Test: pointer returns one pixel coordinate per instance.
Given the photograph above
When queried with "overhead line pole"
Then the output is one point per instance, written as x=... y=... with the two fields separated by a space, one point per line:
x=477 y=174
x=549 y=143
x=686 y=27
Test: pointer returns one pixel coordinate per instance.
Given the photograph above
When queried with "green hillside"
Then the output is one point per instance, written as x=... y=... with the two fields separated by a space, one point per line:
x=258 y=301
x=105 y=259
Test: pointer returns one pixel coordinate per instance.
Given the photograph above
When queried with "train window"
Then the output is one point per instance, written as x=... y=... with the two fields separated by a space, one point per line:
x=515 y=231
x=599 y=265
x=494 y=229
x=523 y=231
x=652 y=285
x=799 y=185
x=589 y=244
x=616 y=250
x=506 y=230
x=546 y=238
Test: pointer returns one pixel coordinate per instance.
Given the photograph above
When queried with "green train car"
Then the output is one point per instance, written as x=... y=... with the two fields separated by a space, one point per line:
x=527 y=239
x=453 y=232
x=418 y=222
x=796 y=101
* * * * * * *
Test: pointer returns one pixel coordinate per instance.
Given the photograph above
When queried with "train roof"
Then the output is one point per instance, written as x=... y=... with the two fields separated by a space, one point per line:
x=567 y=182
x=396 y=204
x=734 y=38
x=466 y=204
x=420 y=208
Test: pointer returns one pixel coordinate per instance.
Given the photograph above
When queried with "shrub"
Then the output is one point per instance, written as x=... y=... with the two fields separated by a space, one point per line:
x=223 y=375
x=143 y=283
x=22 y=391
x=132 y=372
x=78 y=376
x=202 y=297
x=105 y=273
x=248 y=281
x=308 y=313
* * * * * * *
Work instructions:
The job is to copy each line from the material above that holds the word "When".

Solution to the exercise:
When queried with "overhead line pole"
When queried with "green hillside"
When queried with "train window"
When queried with "green train car"
When queried with "train roof"
When queried with "shrub"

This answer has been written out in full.